__WHAT IS EXPECTED__: Substitute "open sky" for "blue sky" in the records from the line with "on the passenger" through the end of the records, and give those lines again with nothing else changed.

====== DATA EXCERPTS ======

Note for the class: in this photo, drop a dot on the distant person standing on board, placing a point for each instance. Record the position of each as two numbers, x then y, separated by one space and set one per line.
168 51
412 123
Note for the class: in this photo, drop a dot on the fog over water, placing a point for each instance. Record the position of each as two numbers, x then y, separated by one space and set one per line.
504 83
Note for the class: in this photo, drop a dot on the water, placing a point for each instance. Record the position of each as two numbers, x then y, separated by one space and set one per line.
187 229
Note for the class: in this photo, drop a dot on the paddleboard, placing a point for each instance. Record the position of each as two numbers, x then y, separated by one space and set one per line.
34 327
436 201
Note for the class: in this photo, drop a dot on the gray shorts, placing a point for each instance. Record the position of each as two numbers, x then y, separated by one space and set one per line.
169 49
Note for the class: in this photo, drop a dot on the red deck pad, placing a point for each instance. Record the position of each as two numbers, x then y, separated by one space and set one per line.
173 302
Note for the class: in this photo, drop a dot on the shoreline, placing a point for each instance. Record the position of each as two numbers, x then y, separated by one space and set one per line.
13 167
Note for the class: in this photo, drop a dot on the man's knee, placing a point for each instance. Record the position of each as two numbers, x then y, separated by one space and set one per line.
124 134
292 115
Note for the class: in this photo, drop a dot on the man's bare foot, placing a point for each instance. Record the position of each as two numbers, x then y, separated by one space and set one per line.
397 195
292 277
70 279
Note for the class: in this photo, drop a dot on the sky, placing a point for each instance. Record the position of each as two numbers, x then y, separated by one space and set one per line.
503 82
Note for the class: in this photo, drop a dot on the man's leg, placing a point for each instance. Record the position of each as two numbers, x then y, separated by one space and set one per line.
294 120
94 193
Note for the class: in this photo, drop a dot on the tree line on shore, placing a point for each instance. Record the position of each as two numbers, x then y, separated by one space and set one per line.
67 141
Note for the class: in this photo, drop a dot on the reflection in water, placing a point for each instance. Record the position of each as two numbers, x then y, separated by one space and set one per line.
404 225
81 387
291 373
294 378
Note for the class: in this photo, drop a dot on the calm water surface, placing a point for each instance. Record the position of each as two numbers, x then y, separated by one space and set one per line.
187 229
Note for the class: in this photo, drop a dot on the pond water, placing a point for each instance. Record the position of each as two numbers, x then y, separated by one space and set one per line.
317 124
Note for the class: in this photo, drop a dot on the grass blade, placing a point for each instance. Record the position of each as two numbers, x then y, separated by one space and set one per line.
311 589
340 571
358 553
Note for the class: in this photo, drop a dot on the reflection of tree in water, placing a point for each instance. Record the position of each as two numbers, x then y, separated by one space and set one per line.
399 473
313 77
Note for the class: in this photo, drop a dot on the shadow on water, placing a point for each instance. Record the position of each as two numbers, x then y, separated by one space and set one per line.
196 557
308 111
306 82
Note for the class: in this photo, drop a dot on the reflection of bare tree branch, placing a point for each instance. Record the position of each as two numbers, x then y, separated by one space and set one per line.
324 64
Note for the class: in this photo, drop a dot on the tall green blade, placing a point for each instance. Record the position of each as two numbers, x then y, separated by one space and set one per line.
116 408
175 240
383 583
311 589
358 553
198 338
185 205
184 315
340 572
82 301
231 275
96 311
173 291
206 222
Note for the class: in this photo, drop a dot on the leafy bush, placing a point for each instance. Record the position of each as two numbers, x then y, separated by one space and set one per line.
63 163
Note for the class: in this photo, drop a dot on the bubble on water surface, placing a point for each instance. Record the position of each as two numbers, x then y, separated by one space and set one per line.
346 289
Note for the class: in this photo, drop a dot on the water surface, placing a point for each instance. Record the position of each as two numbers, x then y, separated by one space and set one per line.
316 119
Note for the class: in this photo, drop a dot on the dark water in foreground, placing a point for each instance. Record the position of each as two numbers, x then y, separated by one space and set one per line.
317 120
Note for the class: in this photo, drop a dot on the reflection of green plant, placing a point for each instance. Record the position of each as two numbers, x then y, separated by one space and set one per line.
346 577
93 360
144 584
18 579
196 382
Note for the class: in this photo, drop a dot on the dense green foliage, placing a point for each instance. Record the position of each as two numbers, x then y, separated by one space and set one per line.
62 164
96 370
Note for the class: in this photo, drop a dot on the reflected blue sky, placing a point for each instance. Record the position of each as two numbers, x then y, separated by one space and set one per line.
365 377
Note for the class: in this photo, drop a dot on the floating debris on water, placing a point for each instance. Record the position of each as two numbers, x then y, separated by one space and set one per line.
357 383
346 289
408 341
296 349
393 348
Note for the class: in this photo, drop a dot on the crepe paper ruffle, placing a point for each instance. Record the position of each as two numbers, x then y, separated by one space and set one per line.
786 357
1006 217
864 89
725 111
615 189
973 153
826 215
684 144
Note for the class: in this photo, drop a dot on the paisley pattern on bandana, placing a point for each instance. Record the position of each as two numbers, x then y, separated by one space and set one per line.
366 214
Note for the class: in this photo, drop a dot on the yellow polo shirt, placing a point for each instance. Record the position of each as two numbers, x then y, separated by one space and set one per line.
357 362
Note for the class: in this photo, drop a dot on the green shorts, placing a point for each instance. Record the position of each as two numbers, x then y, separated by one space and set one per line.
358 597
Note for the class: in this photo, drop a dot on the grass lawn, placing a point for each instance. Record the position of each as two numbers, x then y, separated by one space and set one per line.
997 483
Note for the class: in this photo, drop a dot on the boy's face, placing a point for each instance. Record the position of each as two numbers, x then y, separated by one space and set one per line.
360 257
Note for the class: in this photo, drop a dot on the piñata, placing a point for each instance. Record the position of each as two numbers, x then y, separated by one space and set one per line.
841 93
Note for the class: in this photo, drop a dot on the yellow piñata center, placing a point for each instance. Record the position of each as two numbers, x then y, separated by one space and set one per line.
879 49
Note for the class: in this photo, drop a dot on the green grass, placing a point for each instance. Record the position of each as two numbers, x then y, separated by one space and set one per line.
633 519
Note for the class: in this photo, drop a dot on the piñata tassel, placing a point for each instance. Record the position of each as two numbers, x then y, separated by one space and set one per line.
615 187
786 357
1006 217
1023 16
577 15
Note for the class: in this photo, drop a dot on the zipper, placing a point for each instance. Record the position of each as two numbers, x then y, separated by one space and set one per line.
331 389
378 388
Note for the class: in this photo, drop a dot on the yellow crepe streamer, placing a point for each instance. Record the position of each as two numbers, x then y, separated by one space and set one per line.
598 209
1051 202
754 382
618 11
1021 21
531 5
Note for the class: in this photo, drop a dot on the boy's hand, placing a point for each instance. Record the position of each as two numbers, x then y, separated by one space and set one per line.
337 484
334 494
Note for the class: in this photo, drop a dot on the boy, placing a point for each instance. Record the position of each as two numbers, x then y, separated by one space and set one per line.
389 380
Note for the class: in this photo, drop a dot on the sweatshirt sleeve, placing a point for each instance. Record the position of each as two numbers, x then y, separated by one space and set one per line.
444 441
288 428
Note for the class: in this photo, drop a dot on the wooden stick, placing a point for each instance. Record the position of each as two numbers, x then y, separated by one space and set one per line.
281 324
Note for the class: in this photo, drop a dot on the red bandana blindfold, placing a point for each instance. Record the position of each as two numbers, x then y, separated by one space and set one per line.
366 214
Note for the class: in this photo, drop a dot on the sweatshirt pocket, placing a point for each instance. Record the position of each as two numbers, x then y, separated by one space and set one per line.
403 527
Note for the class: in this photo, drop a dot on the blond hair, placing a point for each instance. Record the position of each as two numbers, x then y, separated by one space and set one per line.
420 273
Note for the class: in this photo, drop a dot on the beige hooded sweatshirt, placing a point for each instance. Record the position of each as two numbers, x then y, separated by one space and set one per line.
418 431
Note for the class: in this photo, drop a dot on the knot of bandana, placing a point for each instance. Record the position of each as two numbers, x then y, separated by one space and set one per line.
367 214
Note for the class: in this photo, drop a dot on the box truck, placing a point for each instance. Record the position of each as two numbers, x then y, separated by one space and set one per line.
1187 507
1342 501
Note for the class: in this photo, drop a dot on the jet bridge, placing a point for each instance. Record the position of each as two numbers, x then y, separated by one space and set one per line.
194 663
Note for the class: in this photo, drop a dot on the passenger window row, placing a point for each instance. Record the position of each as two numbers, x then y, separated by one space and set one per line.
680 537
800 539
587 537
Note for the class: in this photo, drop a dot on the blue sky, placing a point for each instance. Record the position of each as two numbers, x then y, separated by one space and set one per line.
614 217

======

__WORKED SOLUTION__:
Note for the class: in this photo, drop a dot on the passenger window row, placing a point for each instance. Record the position of each as two numbers, x then y, separated by one space and set one per line.
680 537
800 539
587 537
Note for the class: in this photo, drop a dot on the open sky, placing a point for each instance. Record the position of each as two numbers, x then y, separated by one space and set one per line.
614 217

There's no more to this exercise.